**What is asked**
Take the line that has "Practice step: find the reflective" in it and every line after it to the end of the entries, and reproduce them exactly.

═══ Supplied material

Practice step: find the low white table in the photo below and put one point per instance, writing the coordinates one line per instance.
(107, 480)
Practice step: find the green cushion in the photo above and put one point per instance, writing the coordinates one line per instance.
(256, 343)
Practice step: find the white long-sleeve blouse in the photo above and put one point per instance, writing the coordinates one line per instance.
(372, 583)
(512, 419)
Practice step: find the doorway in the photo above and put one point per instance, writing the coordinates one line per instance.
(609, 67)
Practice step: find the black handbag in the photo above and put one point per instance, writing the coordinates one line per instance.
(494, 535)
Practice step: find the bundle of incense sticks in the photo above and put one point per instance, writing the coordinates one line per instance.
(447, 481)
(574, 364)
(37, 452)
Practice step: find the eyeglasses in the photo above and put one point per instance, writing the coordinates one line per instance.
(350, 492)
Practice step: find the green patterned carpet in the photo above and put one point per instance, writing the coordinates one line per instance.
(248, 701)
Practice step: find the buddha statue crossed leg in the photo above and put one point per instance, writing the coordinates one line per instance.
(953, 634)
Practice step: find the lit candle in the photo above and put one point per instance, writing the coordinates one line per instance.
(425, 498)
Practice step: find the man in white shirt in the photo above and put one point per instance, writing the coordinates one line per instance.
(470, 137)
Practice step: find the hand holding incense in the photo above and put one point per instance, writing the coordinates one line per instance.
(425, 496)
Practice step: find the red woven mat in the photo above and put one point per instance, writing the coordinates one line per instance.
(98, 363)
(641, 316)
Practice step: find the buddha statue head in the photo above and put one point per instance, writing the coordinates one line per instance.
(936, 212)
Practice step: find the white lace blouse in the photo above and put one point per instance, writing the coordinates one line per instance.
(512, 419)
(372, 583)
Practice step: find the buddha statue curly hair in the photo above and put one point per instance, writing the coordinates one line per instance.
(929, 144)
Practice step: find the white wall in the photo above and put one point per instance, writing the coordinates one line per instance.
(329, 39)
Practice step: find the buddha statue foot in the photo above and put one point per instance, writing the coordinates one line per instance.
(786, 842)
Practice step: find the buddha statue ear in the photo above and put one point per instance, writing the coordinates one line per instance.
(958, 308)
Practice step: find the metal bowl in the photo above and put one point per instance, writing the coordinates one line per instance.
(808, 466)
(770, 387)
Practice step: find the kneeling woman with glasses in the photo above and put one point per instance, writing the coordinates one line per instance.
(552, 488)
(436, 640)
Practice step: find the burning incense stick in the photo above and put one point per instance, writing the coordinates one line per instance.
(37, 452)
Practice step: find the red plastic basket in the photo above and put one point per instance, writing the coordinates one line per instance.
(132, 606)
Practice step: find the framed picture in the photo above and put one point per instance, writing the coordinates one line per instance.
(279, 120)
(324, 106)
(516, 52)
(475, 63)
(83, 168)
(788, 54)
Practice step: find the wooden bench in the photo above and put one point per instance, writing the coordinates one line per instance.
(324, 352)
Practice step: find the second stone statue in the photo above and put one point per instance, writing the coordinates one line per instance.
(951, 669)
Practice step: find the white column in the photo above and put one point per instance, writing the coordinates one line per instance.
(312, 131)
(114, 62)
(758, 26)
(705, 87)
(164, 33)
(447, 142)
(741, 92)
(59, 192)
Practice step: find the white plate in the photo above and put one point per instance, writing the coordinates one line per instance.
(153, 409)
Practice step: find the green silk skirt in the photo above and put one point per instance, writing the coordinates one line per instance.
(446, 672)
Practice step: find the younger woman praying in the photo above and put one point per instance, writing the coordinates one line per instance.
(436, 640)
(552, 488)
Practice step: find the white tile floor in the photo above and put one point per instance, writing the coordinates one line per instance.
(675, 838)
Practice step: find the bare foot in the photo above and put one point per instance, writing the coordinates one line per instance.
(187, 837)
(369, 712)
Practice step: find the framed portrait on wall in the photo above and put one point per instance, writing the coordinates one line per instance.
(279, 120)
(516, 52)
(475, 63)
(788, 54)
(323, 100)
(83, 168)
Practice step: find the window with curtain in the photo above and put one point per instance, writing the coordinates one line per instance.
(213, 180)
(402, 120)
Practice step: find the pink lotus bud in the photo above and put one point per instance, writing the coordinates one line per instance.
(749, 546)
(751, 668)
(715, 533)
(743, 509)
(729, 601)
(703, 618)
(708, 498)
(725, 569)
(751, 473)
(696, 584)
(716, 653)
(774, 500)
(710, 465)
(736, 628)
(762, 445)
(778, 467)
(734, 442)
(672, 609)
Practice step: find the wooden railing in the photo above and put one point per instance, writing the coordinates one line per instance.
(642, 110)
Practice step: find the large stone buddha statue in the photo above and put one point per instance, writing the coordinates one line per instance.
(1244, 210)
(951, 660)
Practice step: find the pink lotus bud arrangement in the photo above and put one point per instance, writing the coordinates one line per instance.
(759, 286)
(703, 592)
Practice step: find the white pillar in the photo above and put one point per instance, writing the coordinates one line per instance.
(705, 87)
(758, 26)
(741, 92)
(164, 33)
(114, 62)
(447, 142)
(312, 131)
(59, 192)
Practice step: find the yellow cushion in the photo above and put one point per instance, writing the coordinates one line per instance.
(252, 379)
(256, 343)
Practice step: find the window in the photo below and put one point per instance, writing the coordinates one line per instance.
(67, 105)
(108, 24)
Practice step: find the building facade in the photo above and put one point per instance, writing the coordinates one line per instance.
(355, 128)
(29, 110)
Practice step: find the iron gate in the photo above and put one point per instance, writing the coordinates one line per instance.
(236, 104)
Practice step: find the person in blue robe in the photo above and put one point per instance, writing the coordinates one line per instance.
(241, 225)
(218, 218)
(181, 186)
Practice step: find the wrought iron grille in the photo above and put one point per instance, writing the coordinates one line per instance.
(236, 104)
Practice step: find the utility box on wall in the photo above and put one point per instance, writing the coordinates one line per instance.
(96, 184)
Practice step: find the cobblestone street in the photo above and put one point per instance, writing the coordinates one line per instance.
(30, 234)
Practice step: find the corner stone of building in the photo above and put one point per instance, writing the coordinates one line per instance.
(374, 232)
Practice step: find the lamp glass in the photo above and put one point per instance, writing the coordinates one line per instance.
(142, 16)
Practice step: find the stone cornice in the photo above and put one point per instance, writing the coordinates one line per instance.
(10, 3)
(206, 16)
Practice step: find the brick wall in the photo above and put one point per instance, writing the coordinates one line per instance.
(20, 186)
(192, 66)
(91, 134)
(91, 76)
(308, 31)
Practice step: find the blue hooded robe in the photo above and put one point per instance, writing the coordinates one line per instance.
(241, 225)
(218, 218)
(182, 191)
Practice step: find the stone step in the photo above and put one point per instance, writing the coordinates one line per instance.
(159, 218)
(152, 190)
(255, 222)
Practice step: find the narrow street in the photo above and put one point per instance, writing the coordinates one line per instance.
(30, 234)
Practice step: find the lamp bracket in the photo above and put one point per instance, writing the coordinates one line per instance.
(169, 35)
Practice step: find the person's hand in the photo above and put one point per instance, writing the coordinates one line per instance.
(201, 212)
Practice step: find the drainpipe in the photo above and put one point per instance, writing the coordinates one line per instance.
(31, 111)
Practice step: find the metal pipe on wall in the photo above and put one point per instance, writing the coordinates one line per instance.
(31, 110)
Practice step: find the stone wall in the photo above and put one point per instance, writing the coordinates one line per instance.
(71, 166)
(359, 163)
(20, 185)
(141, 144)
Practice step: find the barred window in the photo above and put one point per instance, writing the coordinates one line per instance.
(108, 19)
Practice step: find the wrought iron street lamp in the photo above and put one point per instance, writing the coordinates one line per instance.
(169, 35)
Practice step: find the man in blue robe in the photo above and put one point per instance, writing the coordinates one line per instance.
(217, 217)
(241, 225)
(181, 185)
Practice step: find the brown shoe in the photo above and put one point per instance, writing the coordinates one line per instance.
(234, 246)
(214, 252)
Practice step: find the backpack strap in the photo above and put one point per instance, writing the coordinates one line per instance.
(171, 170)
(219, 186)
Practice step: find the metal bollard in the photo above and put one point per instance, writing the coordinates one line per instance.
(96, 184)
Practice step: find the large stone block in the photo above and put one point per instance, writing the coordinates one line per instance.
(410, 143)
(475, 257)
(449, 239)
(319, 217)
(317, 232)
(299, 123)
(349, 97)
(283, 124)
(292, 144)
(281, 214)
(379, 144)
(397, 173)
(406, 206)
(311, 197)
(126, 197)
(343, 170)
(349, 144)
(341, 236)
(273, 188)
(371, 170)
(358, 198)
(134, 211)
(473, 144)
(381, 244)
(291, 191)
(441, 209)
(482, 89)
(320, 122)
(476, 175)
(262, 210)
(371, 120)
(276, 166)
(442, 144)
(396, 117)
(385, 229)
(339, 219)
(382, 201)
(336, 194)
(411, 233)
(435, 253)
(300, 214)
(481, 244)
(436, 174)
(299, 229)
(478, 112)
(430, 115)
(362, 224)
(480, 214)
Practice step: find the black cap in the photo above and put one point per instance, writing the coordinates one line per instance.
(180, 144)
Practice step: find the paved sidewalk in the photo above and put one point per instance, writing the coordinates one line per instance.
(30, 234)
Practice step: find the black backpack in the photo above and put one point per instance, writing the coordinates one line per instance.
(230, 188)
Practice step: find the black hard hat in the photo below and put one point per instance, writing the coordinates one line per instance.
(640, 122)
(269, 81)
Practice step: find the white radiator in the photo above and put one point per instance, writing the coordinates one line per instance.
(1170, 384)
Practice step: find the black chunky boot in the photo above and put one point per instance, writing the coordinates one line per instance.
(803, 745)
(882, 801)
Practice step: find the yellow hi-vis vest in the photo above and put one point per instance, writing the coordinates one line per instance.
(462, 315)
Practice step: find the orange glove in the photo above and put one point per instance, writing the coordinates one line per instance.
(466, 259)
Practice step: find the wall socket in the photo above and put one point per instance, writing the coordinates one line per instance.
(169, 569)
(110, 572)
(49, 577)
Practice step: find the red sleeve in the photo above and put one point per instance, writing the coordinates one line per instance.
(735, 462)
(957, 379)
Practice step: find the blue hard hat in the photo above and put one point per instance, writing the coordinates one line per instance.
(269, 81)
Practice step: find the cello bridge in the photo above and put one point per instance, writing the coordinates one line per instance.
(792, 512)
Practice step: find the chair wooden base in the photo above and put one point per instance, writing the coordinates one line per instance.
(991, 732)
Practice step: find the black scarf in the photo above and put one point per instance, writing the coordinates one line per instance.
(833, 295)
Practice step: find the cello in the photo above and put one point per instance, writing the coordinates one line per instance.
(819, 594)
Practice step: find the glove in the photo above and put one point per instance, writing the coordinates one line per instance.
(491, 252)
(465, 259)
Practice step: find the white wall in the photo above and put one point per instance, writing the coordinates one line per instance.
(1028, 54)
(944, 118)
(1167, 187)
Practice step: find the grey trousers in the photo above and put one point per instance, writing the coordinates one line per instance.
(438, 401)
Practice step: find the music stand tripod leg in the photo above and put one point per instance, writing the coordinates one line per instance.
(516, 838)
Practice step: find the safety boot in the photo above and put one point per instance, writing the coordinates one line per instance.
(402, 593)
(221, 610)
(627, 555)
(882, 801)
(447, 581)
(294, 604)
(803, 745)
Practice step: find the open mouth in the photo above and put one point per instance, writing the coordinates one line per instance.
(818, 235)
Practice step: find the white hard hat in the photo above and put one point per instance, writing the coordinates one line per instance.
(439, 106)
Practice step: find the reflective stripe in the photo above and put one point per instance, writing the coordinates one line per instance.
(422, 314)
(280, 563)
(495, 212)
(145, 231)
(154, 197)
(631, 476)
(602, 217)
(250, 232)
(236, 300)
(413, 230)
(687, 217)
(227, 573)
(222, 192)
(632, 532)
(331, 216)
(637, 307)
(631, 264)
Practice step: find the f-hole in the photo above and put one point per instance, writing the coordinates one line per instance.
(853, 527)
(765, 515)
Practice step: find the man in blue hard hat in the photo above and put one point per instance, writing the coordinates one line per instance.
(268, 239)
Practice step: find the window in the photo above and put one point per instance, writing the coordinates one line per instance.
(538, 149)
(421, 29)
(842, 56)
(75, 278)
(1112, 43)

══════

**Result of this task**
Practice step: find the reflective stripe in the photo above and put one point per instance, writing the coordinates one line per instance.
(422, 314)
(280, 563)
(495, 212)
(145, 231)
(154, 197)
(631, 476)
(602, 217)
(250, 232)
(236, 300)
(413, 230)
(687, 217)
(227, 573)
(222, 192)
(632, 532)
(331, 216)
(637, 307)
(631, 264)
Practice step: find the f-hole in the photo above and put one point per instance, writing the coordinates one line per instance.
(853, 527)
(765, 515)
Practice step: find the man in blue hard hat in the photo above and put one point per instance, writing the coordinates one line per instance.
(268, 239)
Practice step: find the window in the photo above and put one point per instance, writing the coordinates one line per instance.
(538, 149)
(421, 29)
(842, 56)
(75, 278)
(1112, 43)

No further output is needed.